Entries locating named things
================================

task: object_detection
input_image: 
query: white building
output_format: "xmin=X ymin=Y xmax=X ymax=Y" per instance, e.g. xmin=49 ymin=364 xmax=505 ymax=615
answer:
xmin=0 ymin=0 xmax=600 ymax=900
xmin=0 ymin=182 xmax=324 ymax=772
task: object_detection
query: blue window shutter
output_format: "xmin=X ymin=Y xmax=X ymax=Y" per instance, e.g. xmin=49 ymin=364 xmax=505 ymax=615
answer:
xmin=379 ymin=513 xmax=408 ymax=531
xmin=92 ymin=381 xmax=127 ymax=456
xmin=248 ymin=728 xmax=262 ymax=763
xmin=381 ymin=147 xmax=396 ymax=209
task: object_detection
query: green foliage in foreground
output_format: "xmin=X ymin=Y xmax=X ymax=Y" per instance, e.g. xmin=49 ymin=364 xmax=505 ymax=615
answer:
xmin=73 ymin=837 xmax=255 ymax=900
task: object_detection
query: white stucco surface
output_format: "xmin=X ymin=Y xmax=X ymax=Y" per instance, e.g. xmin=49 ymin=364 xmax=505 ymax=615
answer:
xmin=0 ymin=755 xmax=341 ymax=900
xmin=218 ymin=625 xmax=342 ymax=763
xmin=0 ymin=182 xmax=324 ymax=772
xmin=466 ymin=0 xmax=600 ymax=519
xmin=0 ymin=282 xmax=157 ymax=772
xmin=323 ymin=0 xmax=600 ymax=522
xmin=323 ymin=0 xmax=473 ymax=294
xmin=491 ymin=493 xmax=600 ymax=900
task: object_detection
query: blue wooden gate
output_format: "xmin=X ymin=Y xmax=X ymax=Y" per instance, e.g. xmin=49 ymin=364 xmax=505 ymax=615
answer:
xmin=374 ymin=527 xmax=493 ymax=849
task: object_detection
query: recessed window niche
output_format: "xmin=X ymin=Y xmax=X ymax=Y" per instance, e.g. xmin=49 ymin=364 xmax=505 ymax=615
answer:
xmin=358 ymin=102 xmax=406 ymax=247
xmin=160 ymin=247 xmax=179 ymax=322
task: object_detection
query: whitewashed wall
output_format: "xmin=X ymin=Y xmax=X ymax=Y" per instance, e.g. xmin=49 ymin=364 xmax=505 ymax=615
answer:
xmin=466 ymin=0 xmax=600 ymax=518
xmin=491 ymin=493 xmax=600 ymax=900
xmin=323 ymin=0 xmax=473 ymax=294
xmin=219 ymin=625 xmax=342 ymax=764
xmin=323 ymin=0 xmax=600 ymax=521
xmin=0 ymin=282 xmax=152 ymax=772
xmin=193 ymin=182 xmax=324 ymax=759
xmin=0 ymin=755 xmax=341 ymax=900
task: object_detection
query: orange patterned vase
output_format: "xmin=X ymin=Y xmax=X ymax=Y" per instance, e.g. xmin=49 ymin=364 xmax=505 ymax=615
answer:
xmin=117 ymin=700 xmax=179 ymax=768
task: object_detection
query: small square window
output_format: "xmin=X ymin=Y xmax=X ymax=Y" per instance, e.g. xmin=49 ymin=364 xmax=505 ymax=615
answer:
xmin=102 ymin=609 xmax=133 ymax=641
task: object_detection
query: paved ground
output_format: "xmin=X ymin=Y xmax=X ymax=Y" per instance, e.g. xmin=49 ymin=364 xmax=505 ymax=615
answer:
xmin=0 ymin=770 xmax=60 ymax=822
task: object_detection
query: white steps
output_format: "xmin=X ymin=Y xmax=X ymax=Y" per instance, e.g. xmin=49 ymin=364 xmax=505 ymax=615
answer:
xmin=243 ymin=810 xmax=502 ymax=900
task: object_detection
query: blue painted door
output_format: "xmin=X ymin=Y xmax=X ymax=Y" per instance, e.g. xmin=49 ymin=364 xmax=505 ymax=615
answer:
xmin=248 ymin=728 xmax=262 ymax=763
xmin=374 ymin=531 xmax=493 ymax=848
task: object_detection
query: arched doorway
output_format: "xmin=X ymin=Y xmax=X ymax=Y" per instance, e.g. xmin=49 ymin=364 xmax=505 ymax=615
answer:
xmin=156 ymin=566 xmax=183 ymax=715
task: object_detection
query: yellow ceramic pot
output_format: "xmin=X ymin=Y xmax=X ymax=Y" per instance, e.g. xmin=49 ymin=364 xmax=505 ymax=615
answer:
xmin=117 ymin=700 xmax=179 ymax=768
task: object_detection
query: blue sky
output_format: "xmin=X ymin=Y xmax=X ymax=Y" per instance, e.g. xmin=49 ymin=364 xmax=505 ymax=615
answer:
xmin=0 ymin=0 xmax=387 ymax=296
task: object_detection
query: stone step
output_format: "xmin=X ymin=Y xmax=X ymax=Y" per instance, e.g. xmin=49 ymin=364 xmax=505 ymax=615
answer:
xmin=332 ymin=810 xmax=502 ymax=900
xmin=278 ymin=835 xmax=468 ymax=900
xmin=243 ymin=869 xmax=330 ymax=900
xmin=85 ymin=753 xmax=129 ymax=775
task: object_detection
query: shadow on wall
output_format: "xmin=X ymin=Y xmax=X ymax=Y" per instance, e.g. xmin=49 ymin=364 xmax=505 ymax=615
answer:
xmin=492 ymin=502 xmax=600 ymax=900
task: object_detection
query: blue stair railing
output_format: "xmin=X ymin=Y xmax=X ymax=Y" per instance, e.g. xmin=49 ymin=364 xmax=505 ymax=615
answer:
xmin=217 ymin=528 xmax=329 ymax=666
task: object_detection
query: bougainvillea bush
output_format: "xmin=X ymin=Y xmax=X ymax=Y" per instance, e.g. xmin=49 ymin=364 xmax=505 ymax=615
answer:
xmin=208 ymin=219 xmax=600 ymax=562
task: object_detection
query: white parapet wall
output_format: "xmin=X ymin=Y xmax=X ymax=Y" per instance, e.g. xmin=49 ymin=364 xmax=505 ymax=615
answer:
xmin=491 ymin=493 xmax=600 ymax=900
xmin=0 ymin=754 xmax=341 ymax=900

================================

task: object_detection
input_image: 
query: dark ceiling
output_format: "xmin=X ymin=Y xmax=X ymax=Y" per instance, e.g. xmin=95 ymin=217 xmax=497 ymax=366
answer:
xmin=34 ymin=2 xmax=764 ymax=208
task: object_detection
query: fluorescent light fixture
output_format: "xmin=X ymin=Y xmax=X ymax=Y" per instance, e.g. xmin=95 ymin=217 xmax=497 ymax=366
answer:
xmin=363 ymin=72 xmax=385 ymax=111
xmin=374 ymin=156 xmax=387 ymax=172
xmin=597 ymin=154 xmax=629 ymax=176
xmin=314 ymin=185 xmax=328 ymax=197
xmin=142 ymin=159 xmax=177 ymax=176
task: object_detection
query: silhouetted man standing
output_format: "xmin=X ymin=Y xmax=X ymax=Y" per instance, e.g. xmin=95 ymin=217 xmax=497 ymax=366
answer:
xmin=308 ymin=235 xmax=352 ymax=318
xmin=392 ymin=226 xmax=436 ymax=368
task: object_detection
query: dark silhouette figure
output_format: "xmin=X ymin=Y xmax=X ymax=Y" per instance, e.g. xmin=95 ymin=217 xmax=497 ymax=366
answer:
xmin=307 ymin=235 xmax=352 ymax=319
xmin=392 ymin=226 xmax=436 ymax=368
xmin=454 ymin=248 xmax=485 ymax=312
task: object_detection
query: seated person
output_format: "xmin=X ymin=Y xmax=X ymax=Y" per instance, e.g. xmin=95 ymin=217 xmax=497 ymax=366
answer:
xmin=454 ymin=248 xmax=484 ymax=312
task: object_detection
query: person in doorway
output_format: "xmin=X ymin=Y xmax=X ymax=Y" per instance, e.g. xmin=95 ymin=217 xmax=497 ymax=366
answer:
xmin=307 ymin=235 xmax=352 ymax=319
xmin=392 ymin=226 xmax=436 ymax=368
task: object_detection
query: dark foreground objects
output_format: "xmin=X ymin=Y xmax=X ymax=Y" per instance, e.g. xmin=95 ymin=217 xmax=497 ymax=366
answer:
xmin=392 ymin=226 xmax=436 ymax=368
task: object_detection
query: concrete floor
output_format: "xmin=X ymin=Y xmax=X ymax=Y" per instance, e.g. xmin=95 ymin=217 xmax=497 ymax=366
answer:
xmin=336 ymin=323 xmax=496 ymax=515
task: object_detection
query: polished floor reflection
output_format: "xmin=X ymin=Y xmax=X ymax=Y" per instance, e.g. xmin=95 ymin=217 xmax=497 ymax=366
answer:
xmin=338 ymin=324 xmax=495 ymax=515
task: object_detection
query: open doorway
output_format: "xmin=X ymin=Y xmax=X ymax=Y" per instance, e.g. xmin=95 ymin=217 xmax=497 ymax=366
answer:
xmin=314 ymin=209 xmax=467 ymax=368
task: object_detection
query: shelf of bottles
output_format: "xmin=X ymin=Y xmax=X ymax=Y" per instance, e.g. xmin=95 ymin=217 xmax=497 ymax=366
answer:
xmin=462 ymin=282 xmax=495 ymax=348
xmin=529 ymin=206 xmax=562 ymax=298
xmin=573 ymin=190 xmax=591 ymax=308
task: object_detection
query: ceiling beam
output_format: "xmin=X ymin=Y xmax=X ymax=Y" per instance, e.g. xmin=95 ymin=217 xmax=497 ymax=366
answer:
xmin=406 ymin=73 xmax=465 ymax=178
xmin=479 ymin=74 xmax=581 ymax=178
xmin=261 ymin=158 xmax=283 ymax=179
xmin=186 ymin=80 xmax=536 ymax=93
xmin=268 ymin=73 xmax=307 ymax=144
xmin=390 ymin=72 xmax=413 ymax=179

================================

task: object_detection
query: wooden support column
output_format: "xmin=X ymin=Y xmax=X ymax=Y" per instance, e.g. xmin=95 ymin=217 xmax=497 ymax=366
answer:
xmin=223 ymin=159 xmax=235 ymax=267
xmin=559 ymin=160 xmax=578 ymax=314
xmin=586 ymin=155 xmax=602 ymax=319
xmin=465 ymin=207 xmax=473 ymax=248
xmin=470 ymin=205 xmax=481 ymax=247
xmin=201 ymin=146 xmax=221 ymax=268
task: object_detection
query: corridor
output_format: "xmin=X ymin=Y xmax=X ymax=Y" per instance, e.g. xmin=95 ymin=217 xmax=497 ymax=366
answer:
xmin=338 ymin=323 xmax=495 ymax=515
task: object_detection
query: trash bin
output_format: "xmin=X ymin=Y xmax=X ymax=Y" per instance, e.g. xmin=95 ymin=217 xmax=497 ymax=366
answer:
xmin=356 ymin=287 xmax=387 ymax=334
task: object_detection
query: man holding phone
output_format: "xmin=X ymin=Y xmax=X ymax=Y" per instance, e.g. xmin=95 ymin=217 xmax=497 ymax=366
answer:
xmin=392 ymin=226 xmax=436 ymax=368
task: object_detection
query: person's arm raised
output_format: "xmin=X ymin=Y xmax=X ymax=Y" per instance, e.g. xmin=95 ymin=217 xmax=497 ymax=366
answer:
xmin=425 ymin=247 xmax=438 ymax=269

================================

What is being asked. Gather every line in the rows above that contains the word "blue", and copy each one. Case counts.

Response.
query: blue window shutter
query: blue wooden gate
query: blue painted door
query: blue sky
query: blue stair railing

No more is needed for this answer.